**TASK TO COMPLETE**
Report each line below that contains the word "stand". Matches must have the same uppercase and lowercase letters.

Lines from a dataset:
-----
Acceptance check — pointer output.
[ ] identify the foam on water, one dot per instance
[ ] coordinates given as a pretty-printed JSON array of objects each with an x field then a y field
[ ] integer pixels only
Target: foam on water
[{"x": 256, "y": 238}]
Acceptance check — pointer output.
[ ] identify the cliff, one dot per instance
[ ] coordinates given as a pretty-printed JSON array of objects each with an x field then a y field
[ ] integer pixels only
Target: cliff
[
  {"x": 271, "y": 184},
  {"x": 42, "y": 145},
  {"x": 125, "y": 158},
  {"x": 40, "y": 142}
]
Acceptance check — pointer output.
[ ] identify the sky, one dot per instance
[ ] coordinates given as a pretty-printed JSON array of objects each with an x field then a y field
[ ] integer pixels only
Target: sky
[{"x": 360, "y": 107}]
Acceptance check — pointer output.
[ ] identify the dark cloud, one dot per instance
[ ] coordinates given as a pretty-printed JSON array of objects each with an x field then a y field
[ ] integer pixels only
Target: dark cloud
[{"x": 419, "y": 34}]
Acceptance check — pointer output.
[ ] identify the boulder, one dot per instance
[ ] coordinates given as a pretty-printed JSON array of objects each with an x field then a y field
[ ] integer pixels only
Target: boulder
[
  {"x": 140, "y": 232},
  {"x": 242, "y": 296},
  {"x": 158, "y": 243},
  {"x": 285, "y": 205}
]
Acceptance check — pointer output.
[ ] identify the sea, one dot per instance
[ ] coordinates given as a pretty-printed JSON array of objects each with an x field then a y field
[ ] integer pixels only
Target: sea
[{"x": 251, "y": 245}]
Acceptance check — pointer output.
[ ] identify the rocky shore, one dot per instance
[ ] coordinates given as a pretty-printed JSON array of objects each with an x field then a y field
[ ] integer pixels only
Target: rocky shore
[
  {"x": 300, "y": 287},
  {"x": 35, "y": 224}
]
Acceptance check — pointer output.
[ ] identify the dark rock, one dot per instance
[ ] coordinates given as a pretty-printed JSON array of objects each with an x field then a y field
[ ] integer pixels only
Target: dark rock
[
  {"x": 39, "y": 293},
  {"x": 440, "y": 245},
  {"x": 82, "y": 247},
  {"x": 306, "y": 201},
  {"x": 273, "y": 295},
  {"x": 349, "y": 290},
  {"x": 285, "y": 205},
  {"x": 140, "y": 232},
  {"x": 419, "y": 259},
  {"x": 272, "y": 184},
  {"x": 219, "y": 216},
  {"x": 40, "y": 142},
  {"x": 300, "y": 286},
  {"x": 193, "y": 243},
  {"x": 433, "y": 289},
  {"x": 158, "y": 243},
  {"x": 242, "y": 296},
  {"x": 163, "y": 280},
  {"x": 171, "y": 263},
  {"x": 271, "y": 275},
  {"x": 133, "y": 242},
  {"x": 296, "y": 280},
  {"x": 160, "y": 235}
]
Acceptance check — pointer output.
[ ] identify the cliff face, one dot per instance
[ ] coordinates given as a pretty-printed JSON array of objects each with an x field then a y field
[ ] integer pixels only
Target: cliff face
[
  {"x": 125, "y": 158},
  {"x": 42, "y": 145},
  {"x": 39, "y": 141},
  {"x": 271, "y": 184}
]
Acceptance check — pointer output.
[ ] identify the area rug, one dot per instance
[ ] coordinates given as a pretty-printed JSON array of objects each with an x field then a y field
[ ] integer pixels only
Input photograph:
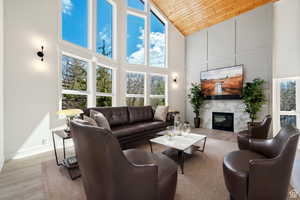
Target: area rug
[{"x": 203, "y": 178}]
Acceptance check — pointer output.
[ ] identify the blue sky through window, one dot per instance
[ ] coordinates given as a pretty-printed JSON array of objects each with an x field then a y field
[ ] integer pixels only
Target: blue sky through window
[
  {"x": 157, "y": 42},
  {"x": 104, "y": 28},
  {"x": 135, "y": 39},
  {"x": 136, "y": 4},
  {"x": 75, "y": 22}
]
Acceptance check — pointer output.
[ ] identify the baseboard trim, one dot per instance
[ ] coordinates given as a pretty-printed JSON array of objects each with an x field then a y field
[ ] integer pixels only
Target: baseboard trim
[{"x": 23, "y": 153}]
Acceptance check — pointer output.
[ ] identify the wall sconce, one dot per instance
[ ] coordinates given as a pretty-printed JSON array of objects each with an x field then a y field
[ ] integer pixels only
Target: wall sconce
[
  {"x": 41, "y": 53},
  {"x": 175, "y": 80}
]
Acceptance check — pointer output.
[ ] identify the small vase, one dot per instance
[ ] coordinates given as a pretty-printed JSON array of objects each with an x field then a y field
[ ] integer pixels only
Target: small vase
[{"x": 197, "y": 122}]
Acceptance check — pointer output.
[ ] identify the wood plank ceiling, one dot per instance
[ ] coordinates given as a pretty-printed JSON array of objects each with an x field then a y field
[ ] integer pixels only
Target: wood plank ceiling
[{"x": 192, "y": 15}]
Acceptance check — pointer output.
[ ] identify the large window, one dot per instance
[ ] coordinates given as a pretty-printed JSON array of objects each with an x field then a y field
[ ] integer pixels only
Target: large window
[
  {"x": 135, "y": 39},
  {"x": 146, "y": 36},
  {"x": 75, "y": 21},
  {"x": 104, "y": 35},
  {"x": 104, "y": 86},
  {"x": 135, "y": 89},
  {"x": 289, "y": 102},
  {"x": 157, "y": 90},
  {"x": 136, "y": 4},
  {"x": 89, "y": 36},
  {"x": 157, "y": 50},
  {"x": 74, "y": 82}
]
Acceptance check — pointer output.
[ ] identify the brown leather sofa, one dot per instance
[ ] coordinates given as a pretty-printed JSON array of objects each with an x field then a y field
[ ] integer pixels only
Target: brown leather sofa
[
  {"x": 110, "y": 174},
  {"x": 264, "y": 171},
  {"x": 131, "y": 125},
  {"x": 259, "y": 130}
]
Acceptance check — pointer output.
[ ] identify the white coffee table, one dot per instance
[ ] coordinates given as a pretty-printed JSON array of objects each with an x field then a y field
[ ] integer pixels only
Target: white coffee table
[{"x": 181, "y": 144}]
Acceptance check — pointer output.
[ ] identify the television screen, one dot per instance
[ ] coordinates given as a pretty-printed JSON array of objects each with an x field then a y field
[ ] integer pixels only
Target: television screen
[{"x": 223, "y": 83}]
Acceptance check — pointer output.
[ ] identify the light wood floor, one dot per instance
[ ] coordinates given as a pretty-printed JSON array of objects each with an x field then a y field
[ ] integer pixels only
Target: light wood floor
[{"x": 21, "y": 179}]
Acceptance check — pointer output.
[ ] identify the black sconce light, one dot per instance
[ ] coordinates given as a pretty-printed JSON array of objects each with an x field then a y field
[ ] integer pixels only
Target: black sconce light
[
  {"x": 41, "y": 53},
  {"x": 175, "y": 79}
]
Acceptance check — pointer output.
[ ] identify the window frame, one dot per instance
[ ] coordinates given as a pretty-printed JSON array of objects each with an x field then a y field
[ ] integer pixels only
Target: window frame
[
  {"x": 114, "y": 31},
  {"x": 165, "y": 21},
  {"x": 86, "y": 92},
  {"x": 147, "y": 15},
  {"x": 144, "y": 96},
  {"x": 113, "y": 89},
  {"x": 153, "y": 96},
  {"x": 144, "y": 16},
  {"x": 278, "y": 99}
]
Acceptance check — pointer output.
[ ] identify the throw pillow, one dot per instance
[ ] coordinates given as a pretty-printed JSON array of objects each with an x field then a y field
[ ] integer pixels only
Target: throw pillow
[
  {"x": 100, "y": 119},
  {"x": 90, "y": 120},
  {"x": 161, "y": 113}
]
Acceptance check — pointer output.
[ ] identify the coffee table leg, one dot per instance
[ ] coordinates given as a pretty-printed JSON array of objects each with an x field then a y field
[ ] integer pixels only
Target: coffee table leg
[
  {"x": 202, "y": 150},
  {"x": 151, "y": 147},
  {"x": 181, "y": 160}
]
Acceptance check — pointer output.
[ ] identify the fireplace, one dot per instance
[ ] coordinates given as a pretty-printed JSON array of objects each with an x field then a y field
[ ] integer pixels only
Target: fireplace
[{"x": 223, "y": 121}]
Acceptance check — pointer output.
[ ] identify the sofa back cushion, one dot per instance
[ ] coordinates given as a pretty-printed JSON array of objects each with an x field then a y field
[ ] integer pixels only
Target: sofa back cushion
[
  {"x": 116, "y": 116},
  {"x": 141, "y": 113}
]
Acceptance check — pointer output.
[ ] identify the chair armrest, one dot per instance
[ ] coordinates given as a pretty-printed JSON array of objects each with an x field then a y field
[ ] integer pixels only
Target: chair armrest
[
  {"x": 261, "y": 146},
  {"x": 264, "y": 175}
]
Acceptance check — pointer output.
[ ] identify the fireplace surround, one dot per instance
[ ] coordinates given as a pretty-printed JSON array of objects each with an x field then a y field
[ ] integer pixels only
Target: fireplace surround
[{"x": 223, "y": 121}]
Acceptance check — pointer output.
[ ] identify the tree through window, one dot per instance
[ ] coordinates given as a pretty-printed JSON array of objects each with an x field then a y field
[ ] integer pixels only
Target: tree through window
[{"x": 104, "y": 37}]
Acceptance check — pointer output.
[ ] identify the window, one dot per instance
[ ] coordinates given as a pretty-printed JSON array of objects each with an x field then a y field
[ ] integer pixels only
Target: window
[
  {"x": 157, "y": 90},
  {"x": 136, "y": 4},
  {"x": 104, "y": 86},
  {"x": 74, "y": 83},
  {"x": 75, "y": 21},
  {"x": 104, "y": 35},
  {"x": 135, "y": 89},
  {"x": 157, "y": 50},
  {"x": 135, "y": 39},
  {"x": 289, "y": 106}
]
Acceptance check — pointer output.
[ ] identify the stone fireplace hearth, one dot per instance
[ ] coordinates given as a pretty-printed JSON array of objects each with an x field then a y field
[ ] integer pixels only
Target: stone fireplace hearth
[{"x": 223, "y": 121}]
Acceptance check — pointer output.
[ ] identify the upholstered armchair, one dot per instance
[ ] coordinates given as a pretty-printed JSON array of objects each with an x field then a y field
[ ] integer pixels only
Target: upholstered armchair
[
  {"x": 264, "y": 171},
  {"x": 258, "y": 130},
  {"x": 108, "y": 173}
]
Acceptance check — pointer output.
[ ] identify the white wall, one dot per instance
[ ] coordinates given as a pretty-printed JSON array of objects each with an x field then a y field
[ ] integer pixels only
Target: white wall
[
  {"x": 286, "y": 39},
  {"x": 32, "y": 87},
  {"x": 286, "y": 51},
  {"x": 1, "y": 85},
  {"x": 247, "y": 40}
]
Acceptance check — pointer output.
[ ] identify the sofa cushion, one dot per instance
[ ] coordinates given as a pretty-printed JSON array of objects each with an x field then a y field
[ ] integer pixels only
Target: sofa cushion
[
  {"x": 124, "y": 130},
  {"x": 154, "y": 125},
  {"x": 90, "y": 120},
  {"x": 161, "y": 113},
  {"x": 139, "y": 114},
  {"x": 100, "y": 119},
  {"x": 116, "y": 116}
]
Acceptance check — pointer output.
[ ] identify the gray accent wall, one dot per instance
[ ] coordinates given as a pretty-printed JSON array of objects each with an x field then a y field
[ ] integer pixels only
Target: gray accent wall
[
  {"x": 1, "y": 85},
  {"x": 246, "y": 39}
]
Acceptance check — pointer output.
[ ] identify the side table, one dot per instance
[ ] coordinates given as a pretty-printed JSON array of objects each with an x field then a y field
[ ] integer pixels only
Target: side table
[{"x": 70, "y": 163}]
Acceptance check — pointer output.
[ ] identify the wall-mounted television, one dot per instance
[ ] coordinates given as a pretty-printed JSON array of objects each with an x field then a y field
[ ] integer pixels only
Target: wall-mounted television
[{"x": 223, "y": 83}]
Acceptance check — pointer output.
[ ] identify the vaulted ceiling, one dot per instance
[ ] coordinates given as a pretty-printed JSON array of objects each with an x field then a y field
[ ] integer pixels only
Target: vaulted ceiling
[{"x": 192, "y": 15}]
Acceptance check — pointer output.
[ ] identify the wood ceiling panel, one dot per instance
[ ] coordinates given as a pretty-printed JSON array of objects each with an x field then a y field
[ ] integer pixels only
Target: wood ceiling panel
[{"x": 192, "y": 15}]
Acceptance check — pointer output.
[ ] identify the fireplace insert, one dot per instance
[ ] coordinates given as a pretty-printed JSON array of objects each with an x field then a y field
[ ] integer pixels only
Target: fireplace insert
[{"x": 223, "y": 121}]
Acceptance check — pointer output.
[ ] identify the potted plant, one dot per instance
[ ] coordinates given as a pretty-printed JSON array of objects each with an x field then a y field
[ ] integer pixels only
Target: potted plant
[
  {"x": 196, "y": 98},
  {"x": 253, "y": 97}
]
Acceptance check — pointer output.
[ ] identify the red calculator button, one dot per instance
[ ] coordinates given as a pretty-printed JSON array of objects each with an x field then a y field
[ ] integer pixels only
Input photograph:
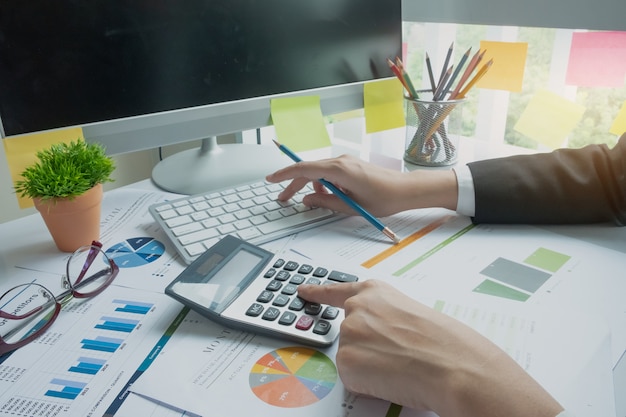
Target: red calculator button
[{"x": 304, "y": 323}]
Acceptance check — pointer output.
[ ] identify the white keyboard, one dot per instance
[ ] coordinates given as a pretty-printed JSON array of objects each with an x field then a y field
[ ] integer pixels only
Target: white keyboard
[{"x": 248, "y": 211}]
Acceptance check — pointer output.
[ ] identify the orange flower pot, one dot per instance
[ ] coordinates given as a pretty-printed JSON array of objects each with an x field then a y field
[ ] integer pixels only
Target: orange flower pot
[{"x": 73, "y": 222}]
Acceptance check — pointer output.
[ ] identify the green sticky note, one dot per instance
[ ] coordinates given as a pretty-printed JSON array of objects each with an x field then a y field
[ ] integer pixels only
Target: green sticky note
[
  {"x": 299, "y": 123},
  {"x": 383, "y": 105},
  {"x": 619, "y": 124}
]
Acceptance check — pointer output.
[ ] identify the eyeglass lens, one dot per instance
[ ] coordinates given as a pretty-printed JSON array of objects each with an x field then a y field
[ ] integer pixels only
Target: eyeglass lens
[
  {"x": 89, "y": 271},
  {"x": 27, "y": 310}
]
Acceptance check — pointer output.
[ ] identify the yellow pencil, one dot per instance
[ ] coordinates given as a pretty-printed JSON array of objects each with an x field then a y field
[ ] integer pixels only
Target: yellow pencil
[
  {"x": 474, "y": 80},
  {"x": 478, "y": 56}
]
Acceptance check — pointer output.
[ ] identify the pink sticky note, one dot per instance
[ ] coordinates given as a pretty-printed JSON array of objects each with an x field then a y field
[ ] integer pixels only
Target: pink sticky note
[{"x": 597, "y": 59}]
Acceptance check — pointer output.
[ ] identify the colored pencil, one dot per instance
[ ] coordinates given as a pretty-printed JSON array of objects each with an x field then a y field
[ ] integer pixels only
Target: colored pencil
[
  {"x": 454, "y": 76},
  {"x": 478, "y": 56},
  {"x": 481, "y": 72},
  {"x": 431, "y": 77},
  {"x": 350, "y": 202}
]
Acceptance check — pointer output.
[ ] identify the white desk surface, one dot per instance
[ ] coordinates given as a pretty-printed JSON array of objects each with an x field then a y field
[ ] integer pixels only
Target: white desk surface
[{"x": 28, "y": 235}]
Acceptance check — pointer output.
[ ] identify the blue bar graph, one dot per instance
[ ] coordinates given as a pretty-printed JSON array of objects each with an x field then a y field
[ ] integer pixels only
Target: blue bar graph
[
  {"x": 136, "y": 307},
  {"x": 89, "y": 366},
  {"x": 117, "y": 324},
  {"x": 101, "y": 343},
  {"x": 70, "y": 389}
]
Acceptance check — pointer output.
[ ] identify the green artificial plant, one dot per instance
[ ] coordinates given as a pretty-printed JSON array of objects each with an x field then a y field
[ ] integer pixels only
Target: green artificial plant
[{"x": 66, "y": 170}]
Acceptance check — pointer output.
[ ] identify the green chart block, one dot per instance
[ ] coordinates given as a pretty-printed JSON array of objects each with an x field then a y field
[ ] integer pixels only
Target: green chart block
[
  {"x": 547, "y": 259},
  {"x": 490, "y": 287}
]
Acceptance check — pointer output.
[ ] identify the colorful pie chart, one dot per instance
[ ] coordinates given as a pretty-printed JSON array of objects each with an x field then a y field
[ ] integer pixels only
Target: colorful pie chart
[
  {"x": 136, "y": 251},
  {"x": 293, "y": 377}
]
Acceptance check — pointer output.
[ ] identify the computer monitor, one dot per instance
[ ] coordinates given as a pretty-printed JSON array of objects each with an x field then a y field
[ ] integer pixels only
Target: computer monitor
[{"x": 141, "y": 74}]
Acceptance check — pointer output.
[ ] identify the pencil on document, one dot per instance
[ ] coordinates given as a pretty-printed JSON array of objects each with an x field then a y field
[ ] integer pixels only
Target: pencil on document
[{"x": 350, "y": 202}]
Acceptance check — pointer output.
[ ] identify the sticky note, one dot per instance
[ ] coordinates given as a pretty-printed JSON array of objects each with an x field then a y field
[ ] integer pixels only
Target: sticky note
[
  {"x": 596, "y": 59},
  {"x": 21, "y": 152},
  {"x": 299, "y": 122},
  {"x": 509, "y": 62},
  {"x": 619, "y": 124},
  {"x": 383, "y": 104},
  {"x": 549, "y": 118}
]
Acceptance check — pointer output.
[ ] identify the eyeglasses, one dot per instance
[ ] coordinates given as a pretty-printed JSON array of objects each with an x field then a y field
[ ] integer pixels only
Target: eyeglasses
[{"x": 28, "y": 310}]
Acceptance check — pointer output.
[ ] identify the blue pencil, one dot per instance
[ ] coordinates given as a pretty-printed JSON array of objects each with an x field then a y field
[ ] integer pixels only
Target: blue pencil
[{"x": 350, "y": 202}]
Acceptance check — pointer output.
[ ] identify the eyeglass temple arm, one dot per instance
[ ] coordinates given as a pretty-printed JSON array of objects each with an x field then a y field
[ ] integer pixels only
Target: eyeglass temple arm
[{"x": 93, "y": 251}]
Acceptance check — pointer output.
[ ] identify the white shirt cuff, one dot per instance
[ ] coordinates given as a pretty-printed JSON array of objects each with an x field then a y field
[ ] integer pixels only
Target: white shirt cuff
[{"x": 466, "y": 203}]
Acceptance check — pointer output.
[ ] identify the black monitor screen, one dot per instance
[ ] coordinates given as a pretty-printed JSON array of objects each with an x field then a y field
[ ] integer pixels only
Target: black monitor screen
[{"x": 74, "y": 62}]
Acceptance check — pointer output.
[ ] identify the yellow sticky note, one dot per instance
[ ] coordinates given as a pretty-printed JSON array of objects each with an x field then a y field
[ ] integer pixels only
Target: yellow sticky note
[
  {"x": 21, "y": 152},
  {"x": 509, "y": 61},
  {"x": 299, "y": 123},
  {"x": 619, "y": 124},
  {"x": 549, "y": 118},
  {"x": 382, "y": 101}
]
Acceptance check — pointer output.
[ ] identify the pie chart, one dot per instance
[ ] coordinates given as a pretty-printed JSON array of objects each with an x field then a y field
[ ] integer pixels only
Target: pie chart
[
  {"x": 136, "y": 251},
  {"x": 293, "y": 377}
]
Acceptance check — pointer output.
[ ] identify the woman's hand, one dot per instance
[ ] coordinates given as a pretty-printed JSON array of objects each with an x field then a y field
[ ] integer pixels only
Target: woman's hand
[
  {"x": 378, "y": 190},
  {"x": 395, "y": 348}
]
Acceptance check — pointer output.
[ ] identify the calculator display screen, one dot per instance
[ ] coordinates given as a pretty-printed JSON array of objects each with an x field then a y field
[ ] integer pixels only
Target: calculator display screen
[{"x": 217, "y": 280}]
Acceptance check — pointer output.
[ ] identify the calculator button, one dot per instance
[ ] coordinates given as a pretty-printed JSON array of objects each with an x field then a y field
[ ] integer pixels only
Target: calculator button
[
  {"x": 297, "y": 304},
  {"x": 312, "y": 308},
  {"x": 265, "y": 297},
  {"x": 281, "y": 300},
  {"x": 304, "y": 323},
  {"x": 283, "y": 275},
  {"x": 322, "y": 327},
  {"x": 297, "y": 279},
  {"x": 291, "y": 266},
  {"x": 330, "y": 313},
  {"x": 271, "y": 314},
  {"x": 342, "y": 277},
  {"x": 290, "y": 289},
  {"x": 305, "y": 269},
  {"x": 320, "y": 272},
  {"x": 254, "y": 310},
  {"x": 313, "y": 281},
  {"x": 287, "y": 318},
  {"x": 274, "y": 285}
]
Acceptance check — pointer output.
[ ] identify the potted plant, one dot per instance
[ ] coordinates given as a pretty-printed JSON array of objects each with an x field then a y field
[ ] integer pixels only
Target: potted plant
[{"x": 65, "y": 184}]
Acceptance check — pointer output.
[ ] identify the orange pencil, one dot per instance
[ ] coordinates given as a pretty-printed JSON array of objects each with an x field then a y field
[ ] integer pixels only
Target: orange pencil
[
  {"x": 398, "y": 74},
  {"x": 478, "y": 56},
  {"x": 407, "y": 79},
  {"x": 474, "y": 80}
]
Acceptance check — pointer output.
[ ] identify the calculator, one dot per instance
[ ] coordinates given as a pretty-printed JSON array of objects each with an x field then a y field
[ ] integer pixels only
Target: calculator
[{"x": 244, "y": 286}]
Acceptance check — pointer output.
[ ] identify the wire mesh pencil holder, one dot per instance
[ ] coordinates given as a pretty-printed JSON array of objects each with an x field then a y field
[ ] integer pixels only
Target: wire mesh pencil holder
[{"x": 428, "y": 141}]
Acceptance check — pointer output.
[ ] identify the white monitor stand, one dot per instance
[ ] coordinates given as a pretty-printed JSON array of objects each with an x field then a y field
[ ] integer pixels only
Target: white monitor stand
[{"x": 214, "y": 166}]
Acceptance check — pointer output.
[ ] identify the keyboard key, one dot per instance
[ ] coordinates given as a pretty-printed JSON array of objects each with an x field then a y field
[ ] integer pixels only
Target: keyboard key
[
  {"x": 295, "y": 220},
  {"x": 260, "y": 217}
]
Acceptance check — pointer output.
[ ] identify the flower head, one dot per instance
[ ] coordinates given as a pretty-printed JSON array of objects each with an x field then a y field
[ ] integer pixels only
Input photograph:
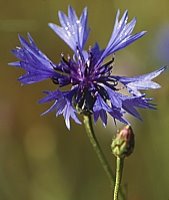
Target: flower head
[{"x": 93, "y": 88}]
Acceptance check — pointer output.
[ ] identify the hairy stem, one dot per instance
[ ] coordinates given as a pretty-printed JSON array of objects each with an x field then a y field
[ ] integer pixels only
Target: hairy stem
[
  {"x": 97, "y": 148},
  {"x": 119, "y": 171}
]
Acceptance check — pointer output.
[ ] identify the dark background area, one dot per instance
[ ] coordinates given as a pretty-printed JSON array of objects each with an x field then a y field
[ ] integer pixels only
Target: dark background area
[{"x": 39, "y": 158}]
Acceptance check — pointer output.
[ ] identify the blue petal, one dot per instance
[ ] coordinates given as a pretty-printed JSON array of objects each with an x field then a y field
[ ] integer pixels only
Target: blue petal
[
  {"x": 62, "y": 105},
  {"x": 73, "y": 31},
  {"x": 129, "y": 104},
  {"x": 100, "y": 108},
  {"x": 143, "y": 82},
  {"x": 121, "y": 35},
  {"x": 36, "y": 64}
]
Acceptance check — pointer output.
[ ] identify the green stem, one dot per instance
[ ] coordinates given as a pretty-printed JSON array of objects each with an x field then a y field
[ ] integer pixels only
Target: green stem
[
  {"x": 119, "y": 171},
  {"x": 97, "y": 148}
]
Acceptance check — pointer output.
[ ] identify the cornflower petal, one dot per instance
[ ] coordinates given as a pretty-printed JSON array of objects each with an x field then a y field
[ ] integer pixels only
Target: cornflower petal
[
  {"x": 143, "y": 82},
  {"x": 62, "y": 105},
  {"x": 93, "y": 88},
  {"x": 36, "y": 64},
  {"x": 121, "y": 35},
  {"x": 73, "y": 31}
]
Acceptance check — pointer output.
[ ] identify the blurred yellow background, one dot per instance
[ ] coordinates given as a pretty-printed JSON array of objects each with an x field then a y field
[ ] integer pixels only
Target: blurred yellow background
[{"x": 39, "y": 158}]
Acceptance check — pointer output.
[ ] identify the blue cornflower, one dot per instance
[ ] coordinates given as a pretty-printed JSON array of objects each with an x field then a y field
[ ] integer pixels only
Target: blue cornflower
[{"x": 93, "y": 88}]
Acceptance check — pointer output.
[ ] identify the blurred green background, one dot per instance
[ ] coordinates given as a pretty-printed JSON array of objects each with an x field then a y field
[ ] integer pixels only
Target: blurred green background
[{"x": 39, "y": 158}]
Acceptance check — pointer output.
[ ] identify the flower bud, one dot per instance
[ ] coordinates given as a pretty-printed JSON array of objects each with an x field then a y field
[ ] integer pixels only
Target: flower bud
[{"x": 123, "y": 144}]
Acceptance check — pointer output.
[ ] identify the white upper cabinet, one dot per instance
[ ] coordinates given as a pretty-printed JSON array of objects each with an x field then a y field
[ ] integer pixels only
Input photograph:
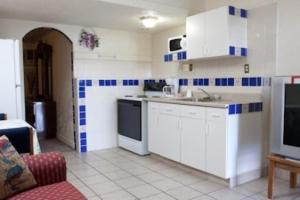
-----
**SOLUTION TO THIS TASK**
[ ] identify the white monitor stand, one dot per instance
Target: white monitor stand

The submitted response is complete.